# START OF STORED RECORDS
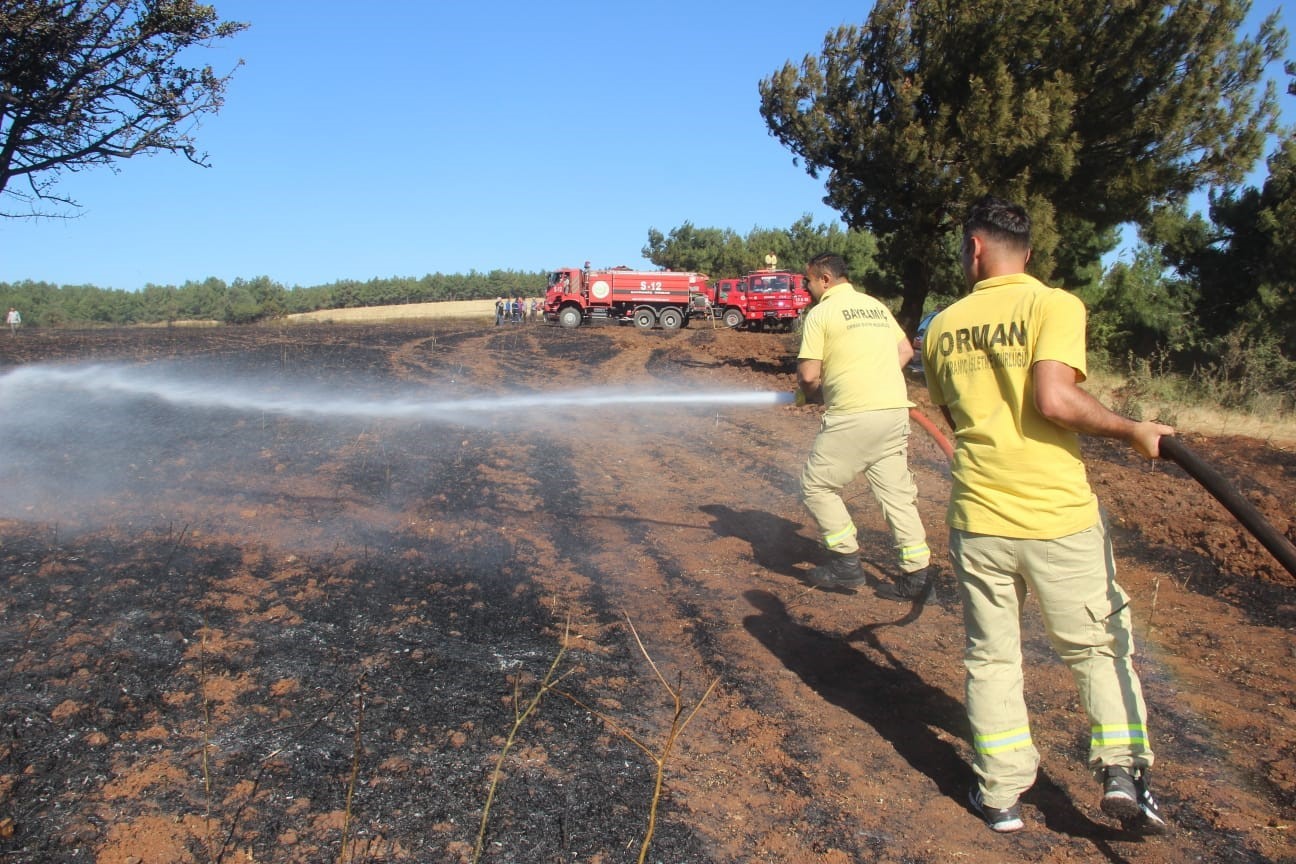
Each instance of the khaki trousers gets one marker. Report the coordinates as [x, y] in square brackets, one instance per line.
[1087, 621]
[876, 443]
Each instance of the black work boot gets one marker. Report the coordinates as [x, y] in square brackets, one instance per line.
[910, 587]
[841, 571]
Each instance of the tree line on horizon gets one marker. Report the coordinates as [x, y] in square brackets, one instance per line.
[1095, 115]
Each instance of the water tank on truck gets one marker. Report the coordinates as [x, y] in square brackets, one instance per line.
[618, 294]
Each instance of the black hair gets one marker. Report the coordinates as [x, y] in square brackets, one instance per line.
[828, 263]
[999, 219]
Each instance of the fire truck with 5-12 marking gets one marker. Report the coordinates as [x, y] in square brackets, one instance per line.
[618, 294]
[669, 299]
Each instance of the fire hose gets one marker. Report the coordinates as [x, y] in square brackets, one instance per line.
[1198, 469]
[1243, 511]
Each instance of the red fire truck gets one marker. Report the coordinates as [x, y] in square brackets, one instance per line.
[647, 298]
[760, 299]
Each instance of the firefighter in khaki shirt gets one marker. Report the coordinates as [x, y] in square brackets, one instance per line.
[852, 354]
[1003, 363]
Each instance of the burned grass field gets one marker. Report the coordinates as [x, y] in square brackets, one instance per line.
[232, 634]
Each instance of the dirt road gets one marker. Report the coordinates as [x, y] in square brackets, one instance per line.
[244, 636]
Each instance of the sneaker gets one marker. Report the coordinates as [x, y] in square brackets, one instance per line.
[1120, 793]
[1128, 797]
[841, 571]
[909, 587]
[1002, 820]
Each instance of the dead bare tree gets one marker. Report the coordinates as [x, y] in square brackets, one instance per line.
[91, 82]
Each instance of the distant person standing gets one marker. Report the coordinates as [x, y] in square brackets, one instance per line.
[1003, 364]
[852, 356]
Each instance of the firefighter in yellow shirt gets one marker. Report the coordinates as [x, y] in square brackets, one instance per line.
[1003, 364]
[852, 355]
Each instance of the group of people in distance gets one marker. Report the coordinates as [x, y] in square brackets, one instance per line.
[1003, 365]
[517, 310]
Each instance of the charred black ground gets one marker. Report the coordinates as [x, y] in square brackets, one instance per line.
[255, 588]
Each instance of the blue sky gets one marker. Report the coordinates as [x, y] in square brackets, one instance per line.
[408, 137]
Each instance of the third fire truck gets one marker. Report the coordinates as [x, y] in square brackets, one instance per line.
[766, 298]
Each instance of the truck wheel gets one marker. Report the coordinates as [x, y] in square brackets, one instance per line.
[569, 318]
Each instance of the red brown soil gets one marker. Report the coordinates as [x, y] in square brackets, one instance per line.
[294, 634]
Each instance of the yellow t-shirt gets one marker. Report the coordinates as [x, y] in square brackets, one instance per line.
[1015, 473]
[854, 336]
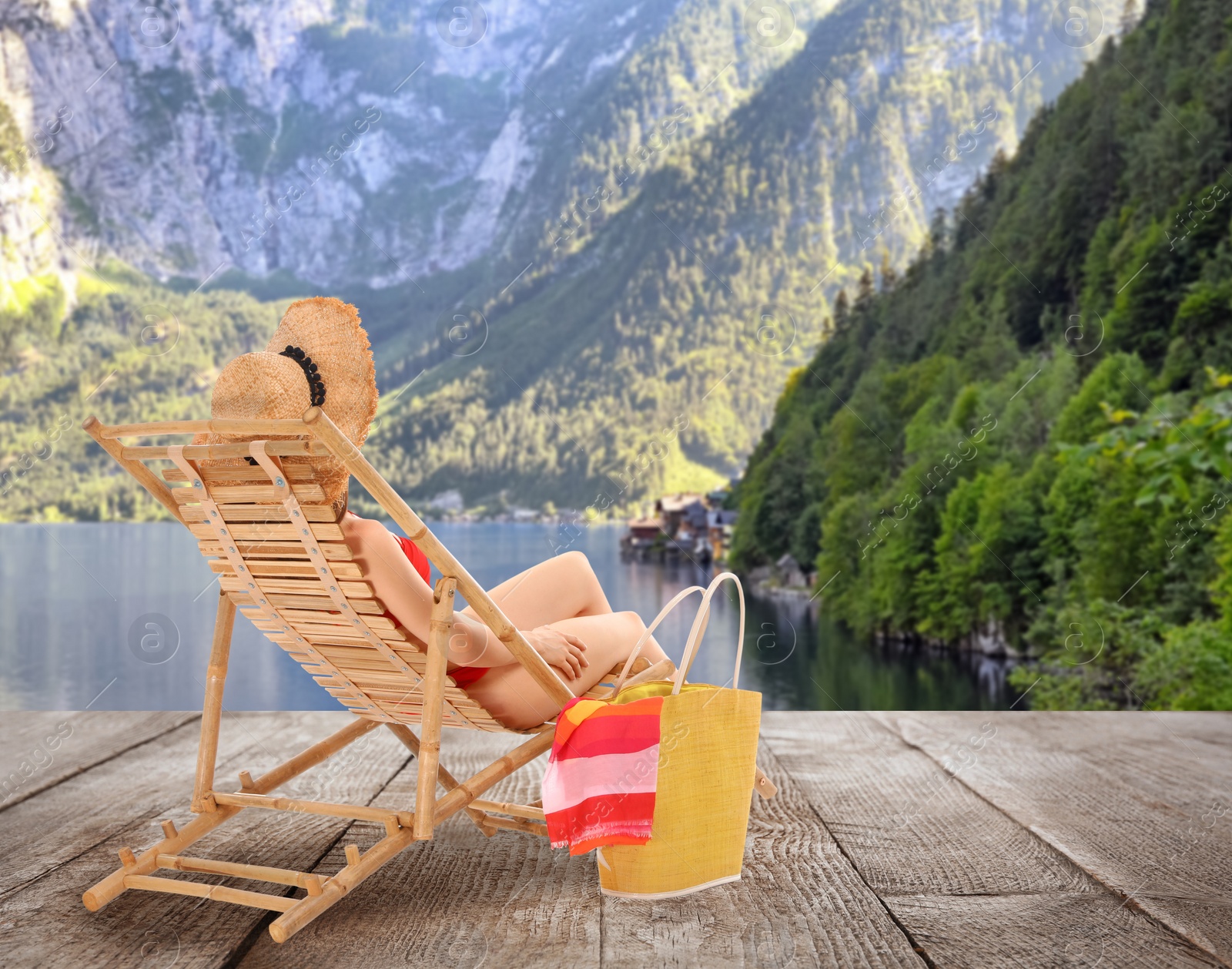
# END OF STORED RECORDS
TASK GOAL: Format the lines starting at the one containing "Each instance of the dirt" and ending at the one containing "[1002, 820]" as a Markdown table with two columns, Row for the row number and Line for the line itself. Leave out any blank lines.

OUTPUT BELOW:
| Row | Line |
|---|---|
| 1 | Each instance of the dirt road gets one marker. Report the coordinates as [x, y] in square brackets, one instance per line. |
| 2 | [244, 636] |
| 3 | Each instance of the sneaker gets one marker. Report the coordinates as [x, y] in square brackets, one instance per line. |
| 4 | [1120, 793] |
| 5 | [1128, 797] |
| 6 | [841, 571] |
| 7 | [909, 587] |
| 8 | [1002, 820] |